● Aim of the task: Write out, character for character, the line containing "Tag the secondary" and all lines after it up to the end of the listing.
* BEGIN *
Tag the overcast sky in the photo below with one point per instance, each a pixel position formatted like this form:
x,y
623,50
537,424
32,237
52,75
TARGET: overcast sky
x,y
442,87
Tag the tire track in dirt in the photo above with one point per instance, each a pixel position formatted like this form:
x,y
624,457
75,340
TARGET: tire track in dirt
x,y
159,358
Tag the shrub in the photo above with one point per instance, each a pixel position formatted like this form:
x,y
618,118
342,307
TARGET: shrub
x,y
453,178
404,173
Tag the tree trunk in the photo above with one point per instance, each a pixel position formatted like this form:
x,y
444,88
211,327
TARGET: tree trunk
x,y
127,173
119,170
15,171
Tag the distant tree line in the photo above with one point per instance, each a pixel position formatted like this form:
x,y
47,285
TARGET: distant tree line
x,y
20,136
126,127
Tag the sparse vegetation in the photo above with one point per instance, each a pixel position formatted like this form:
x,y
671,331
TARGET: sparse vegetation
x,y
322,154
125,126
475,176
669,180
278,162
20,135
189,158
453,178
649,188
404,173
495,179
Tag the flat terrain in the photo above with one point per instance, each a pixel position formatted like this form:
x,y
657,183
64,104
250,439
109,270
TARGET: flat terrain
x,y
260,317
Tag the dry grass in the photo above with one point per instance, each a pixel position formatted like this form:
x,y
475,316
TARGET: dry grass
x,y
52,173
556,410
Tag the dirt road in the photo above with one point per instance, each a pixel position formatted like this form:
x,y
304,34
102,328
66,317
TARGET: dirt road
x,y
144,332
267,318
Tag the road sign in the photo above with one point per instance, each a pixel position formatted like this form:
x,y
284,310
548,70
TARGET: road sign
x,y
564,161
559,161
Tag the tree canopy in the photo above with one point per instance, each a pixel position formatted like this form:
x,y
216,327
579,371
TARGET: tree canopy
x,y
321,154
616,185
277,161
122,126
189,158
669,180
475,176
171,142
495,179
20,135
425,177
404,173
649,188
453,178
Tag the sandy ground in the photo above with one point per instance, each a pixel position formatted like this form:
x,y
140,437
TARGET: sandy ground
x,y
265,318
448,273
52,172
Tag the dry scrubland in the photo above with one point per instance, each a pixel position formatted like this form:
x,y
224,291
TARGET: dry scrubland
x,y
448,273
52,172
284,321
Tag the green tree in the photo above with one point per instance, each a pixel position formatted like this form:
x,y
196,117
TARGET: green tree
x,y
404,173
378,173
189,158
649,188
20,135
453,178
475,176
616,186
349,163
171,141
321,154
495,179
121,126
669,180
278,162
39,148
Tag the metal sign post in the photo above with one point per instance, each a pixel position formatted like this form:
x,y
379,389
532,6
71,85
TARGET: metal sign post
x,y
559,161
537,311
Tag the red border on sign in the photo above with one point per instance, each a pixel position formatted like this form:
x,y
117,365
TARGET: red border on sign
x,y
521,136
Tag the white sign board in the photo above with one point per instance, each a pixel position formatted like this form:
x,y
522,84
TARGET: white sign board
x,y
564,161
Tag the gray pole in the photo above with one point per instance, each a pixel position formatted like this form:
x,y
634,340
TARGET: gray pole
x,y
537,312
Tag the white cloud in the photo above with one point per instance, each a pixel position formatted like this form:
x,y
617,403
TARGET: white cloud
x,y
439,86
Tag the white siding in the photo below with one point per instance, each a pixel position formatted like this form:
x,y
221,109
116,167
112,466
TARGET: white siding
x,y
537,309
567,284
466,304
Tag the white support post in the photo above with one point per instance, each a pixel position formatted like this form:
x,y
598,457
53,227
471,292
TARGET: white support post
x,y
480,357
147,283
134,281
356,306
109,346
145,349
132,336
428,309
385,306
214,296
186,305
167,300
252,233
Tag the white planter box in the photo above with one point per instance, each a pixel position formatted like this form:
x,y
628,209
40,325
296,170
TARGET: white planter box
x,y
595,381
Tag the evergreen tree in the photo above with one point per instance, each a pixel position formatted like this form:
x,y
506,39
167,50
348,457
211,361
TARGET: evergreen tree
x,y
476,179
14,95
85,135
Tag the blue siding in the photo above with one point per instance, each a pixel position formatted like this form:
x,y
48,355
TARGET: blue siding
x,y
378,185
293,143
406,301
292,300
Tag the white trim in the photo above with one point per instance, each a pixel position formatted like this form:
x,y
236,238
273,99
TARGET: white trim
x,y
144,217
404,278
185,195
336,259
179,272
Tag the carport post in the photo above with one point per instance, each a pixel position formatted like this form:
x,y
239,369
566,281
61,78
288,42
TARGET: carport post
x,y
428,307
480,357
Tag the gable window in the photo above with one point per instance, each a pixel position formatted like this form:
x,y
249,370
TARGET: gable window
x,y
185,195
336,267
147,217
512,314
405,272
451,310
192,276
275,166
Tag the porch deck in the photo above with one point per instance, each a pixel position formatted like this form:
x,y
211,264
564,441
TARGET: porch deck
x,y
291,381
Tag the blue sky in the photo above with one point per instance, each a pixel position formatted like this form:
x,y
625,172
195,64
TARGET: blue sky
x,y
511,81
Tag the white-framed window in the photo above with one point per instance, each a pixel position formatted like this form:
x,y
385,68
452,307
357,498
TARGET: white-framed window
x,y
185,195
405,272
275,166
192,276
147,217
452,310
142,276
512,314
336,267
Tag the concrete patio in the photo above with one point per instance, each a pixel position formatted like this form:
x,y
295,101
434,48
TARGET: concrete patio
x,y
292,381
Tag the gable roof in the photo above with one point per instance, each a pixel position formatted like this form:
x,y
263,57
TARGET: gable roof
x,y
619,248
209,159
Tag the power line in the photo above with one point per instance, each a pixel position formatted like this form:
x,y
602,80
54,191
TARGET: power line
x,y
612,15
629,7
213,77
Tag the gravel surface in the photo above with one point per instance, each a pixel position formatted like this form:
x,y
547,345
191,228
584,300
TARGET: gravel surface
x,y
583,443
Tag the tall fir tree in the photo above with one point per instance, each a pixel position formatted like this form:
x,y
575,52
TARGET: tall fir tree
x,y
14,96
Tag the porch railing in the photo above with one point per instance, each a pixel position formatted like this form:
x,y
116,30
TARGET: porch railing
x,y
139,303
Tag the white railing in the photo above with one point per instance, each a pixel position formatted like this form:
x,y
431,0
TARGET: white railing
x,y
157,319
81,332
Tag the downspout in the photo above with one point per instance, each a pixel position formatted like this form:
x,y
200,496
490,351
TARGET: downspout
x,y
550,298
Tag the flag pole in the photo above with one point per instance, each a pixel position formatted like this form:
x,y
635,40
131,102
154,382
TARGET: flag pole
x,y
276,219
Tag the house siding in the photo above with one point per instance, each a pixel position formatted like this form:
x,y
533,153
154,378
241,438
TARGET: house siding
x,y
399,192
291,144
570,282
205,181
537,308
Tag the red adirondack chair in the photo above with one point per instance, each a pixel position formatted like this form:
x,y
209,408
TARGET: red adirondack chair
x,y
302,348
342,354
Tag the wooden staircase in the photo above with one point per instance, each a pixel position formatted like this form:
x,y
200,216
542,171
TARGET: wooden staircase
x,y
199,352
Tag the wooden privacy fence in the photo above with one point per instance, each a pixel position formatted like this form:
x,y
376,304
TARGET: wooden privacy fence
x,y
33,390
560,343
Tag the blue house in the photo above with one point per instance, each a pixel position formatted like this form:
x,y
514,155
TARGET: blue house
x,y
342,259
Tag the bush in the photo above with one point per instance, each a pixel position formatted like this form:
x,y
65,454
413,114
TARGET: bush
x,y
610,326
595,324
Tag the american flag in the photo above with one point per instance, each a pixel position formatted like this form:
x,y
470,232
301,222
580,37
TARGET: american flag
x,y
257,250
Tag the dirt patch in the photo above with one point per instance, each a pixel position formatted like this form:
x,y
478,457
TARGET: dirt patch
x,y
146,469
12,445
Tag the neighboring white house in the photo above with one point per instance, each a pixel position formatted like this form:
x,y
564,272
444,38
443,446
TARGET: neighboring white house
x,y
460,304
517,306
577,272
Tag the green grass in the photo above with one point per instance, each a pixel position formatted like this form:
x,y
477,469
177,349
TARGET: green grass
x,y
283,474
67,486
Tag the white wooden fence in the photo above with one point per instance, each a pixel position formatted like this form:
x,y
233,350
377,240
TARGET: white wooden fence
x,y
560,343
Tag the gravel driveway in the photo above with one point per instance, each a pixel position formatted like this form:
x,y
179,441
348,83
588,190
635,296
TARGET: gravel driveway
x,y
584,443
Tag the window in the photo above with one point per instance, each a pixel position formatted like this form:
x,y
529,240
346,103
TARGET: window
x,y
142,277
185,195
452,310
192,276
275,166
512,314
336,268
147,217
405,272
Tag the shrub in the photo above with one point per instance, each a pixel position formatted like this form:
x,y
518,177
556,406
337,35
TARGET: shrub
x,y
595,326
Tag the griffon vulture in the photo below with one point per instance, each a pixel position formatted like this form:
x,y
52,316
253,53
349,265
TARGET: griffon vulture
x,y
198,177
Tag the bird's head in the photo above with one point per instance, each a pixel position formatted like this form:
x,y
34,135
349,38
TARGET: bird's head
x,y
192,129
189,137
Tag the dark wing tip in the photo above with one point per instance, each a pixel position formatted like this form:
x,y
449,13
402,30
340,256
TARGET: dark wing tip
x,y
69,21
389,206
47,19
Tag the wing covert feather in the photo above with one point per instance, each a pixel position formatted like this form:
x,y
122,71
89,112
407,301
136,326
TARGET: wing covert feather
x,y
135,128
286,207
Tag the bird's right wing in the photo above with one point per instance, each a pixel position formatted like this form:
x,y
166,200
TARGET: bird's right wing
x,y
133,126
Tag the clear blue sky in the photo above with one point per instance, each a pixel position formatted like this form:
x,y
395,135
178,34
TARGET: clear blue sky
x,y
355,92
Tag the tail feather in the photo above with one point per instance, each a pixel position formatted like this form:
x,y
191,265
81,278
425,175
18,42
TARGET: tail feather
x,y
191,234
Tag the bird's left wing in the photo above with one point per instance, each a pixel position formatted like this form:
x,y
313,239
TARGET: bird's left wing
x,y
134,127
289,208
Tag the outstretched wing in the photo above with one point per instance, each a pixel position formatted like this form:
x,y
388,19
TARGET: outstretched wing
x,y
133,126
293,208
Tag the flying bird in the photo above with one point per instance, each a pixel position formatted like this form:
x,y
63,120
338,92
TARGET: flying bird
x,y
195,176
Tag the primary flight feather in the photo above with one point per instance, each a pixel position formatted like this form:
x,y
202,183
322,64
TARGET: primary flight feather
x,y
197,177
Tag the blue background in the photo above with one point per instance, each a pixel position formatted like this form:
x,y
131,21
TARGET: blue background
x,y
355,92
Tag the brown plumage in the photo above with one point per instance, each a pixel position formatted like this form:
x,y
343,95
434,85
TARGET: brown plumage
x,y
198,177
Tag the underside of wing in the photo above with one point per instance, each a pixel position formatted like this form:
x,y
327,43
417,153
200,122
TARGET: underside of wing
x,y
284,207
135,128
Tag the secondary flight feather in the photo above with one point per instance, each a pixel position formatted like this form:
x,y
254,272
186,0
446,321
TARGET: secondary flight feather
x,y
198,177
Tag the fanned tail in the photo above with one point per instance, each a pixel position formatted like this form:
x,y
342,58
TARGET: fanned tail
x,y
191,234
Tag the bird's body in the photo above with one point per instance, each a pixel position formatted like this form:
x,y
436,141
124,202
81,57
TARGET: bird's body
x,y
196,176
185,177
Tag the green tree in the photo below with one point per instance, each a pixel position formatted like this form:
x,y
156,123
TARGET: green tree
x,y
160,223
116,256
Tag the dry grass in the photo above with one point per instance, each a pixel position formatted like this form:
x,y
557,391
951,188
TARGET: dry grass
* END *
● Completed exercise:
Tag the secondary flight feather in the photo above with one point per instance, each a pixel position formatted like this form:
x,y
254,272
186,0
446,321
TARGET: secondary flight feather
x,y
198,177
Tag the fanned tail in the photo above with one point per instance, each a pixel position formatted like this form:
x,y
342,58
TARGET: fanned tail
x,y
191,234
Tag the bird's body in the photo above with one point per instance, each a pixel position formatted like this form:
x,y
436,141
124,202
81,57
TARGET: bird's body
x,y
196,176
185,177
Tag the green tree in the photo below with one point per instance, each a pixel position formatted like this form:
x,y
156,123
TARGET: green tree
x,y
160,223
116,256
Tag the dry grass in the photo above with one point per instance, each a pixel position formatted like this form:
x,y
557,391
951,188
TARGET: dry grass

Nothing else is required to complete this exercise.